=== ASSIGNMENT 1 ===
Reproduce the part of the cosine similarity passage below, starting at "- **Recommendation Systems**: Helps" and ending at "for high-dimensional data.".
=== ASSIGNMENT 2 ===
Summarize the cosine similarity passage below in two sentences.

3. **Applications**:
   - **Text Analysis**: Used to compare the similarity between documents or sentences.
   - **Recommendation Systems**: Helps in finding similar items or users based on their embeddings.
   - **Image Recognition**: Used to compare feature vectors of images.

4. **Advantages**:
   - **Scale-Invariant**: Cosine similarity is unaffected by the magnitude of the vectors, making it useful for comparing normalized data.
   - **Efficient**: Computationally efficient for high-dimensional data.

5. **Example**:
   Suppose we have two word embeddings \( \mathbf{A} \) and \( \mathbf{B} \):
   $$
   \mathbf{A} = [1, 2, 3], \quad \mathbf{B} = [4, 5, 6]
   $$
   The cosine similarity is calculated as:
   $$
   \text{cosine similarity} = \frac{(1 \cdot 4 + 2 \cdot 5 + 3 \cdot 6)}{\sqrt{1^2 + 2^2 + 3^2} \cdot \sqrt{4^2 + 5^2 + 6^2}} = \frac{32}{\sqrt{14} \cdot \sqrt{77}} \approx 0.974
   $$

Cosine similarity is a powerful tool for measuring similarity in various applications, especially when dealing with high-dimensional data like embeddings.

In [2]:
def cosine_similarity(a, b):
    return np.dot(a, b) / (np.linalg.norm(a) * np.linalg.norm(b))

# Embeddings calculation for the ada model

In [3]:

text = 'the quick brown fox jumped over the lazy dog'
model = 'text-embedding-ada-002'
try:
    text_embedding_ada=client.embeddings.create(input = [text], model=model, dimensions=1536).data[0].embedding
except Exception as e:
    text_embedding_ada=client.embeddings.create(input = [text], model=model,).data[0].embedding

In [None]:
print(text_embedding_ada[:10])
print(len(text_embedding_ada))

# Word comparision using embeddings and cosine similarity

In [None]:
# compare several words
automobile_embedding_ada    = client.embeddings.create(input = 'automobile', model=model).data[0].embedding
vehicle_embedding_ada       = client.embeddings.create(input = 'vehicle', model=model).data[0].embedding
dinosaur_embedding_ada      = client.embeddings.create(input = 'dinosaur', model=model).data[0].embedding
stick_embedding_ada         = client.embeddings.create(input = 'stick', model=model).data[0].embedding
huskey_embedding_ada        = client.embeddings.create(input = 'huskey', model=model).data[0].embedding
brown_embedding_ada         = client.embeddings.create(input = 'brown fox', model=model).data[0].embedding

# comparing cosine similarity, automobiles vs automobiles should be 1.0, i.e exactly the same, while automobiles vs dinosaurs should be between 0 and 1, i.e. not the same
print(cosine_similarity(automobile_embedding_ada, automobile_embedding_ada))

=== DATA EXTRACT ===
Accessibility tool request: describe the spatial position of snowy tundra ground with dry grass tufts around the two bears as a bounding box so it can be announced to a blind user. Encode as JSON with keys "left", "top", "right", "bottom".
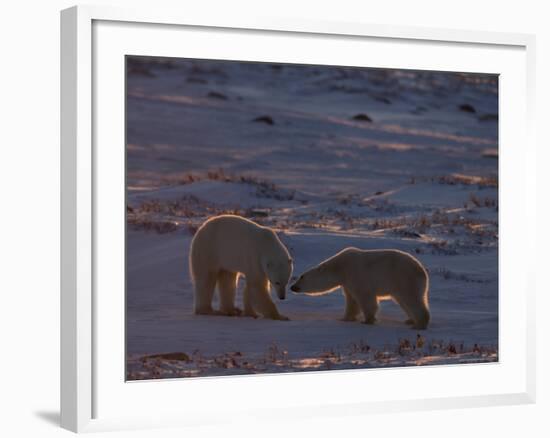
{"left": 126, "top": 58, "right": 498, "bottom": 379}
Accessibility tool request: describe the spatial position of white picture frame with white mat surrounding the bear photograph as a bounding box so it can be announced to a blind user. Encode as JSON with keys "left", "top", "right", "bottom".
{"left": 61, "top": 6, "right": 536, "bottom": 432}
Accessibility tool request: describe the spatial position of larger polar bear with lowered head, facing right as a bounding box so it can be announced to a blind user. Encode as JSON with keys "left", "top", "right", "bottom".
{"left": 189, "top": 215, "right": 292, "bottom": 320}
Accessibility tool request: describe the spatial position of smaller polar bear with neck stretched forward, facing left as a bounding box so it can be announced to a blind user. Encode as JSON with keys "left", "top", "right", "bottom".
{"left": 290, "top": 248, "right": 430, "bottom": 329}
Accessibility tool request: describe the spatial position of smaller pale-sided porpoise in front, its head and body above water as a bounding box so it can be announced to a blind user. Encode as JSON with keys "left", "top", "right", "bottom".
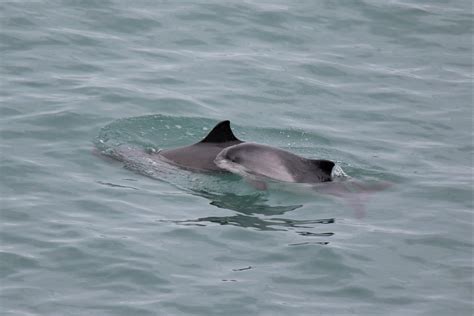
{"left": 215, "top": 143, "right": 335, "bottom": 183}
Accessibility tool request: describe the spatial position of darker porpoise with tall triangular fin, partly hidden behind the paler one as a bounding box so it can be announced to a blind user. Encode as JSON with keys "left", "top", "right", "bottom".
{"left": 158, "top": 121, "right": 242, "bottom": 171}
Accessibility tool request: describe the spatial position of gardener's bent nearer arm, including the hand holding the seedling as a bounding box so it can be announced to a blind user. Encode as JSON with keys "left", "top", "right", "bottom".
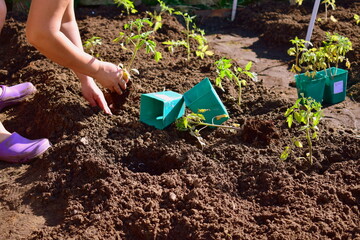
{"left": 26, "top": 0, "right": 126, "bottom": 101}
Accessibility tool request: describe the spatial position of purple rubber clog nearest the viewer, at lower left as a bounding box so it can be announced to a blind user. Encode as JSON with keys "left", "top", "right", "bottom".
{"left": 0, "top": 132, "right": 51, "bottom": 163}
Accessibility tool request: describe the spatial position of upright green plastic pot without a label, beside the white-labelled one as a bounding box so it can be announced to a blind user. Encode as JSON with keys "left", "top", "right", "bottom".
{"left": 295, "top": 72, "right": 326, "bottom": 103}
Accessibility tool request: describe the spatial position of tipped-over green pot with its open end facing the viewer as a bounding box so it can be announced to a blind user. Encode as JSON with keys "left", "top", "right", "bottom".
{"left": 140, "top": 91, "right": 185, "bottom": 129}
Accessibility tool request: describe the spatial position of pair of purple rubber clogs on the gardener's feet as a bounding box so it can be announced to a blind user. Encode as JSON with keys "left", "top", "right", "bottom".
{"left": 0, "top": 82, "right": 51, "bottom": 163}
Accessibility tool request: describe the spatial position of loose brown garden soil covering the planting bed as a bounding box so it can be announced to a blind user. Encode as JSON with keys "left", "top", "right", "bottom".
{"left": 0, "top": 1, "right": 360, "bottom": 240}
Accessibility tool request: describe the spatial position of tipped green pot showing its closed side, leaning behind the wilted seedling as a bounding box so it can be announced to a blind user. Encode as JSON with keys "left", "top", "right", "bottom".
{"left": 184, "top": 78, "right": 229, "bottom": 125}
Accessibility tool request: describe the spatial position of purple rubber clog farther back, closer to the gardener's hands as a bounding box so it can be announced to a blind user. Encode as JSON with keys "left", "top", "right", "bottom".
{"left": 0, "top": 82, "right": 36, "bottom": 111}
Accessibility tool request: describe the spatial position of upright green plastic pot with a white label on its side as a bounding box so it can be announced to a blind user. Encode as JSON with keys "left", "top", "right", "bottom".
{"left": 323, "top": 67, "right": 348, "bottom": 104}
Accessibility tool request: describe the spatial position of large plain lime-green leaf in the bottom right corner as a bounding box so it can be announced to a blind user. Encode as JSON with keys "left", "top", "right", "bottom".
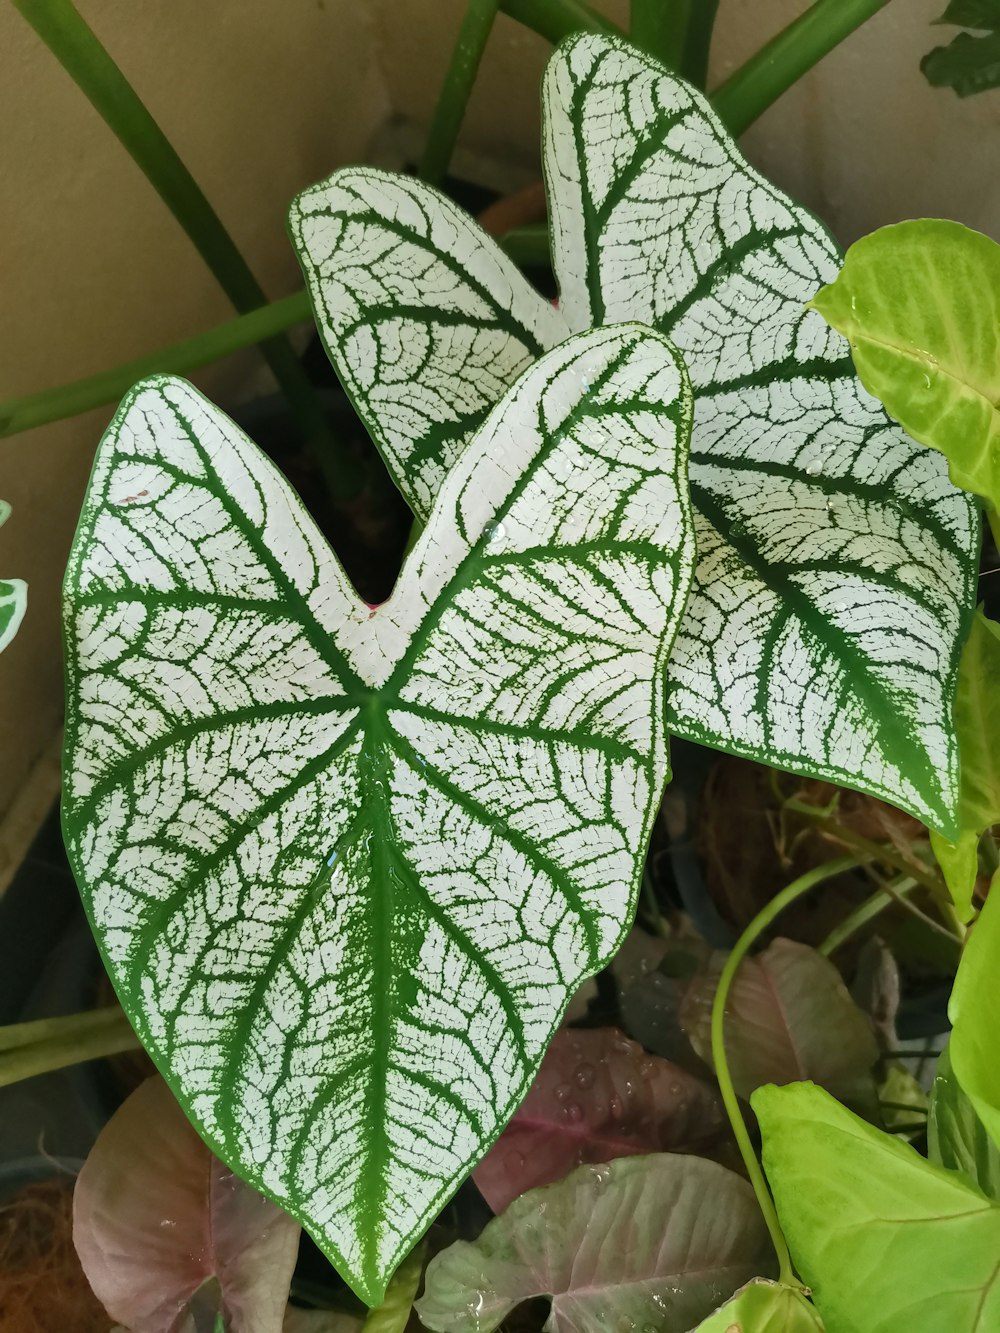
{"left": 752, "top": 1084, "right": 1000, "bottom": 1333}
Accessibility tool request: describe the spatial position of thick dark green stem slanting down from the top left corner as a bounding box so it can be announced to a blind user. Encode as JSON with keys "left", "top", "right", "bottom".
{"left": 13, "top": 0, "right": 361, "bottom": 500}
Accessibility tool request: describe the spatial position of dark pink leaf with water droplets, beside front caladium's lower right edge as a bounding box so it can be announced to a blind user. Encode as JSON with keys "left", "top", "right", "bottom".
{"left": 472, "top": 1028, "right": 725, "bottom": 1213}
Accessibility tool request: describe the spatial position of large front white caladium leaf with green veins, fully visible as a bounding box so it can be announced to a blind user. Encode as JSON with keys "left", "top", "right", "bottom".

=== ANSWER AREA 1 ===
- **Recommendation Systems**: Helps in finding similar items or users based on their embeddings.
   - **Image Recognition**: Used to compare feature vectors of images.

4. **Advantages**:
   - **Scale-Invariant**: Cosine similarity is unaffected by the magnitude of the vectors, making it useful for comparing normalized data.
   - **Efficient**: Computationally efficient for high-dimensional data.

=== ANSWER AREA 2 ===
Cosine similarity is used in text analysis, recommendation systems and image recognition, and it is unaffected by vector magnitude and computationally efficient for high-dimensional data. A worked example with [1, 2, 3] and [4, 5, 6] gives about 0.974, and code then defines the function and uses the text-embedding-ada-002 model to create embeddings for a sentence and several words to compare.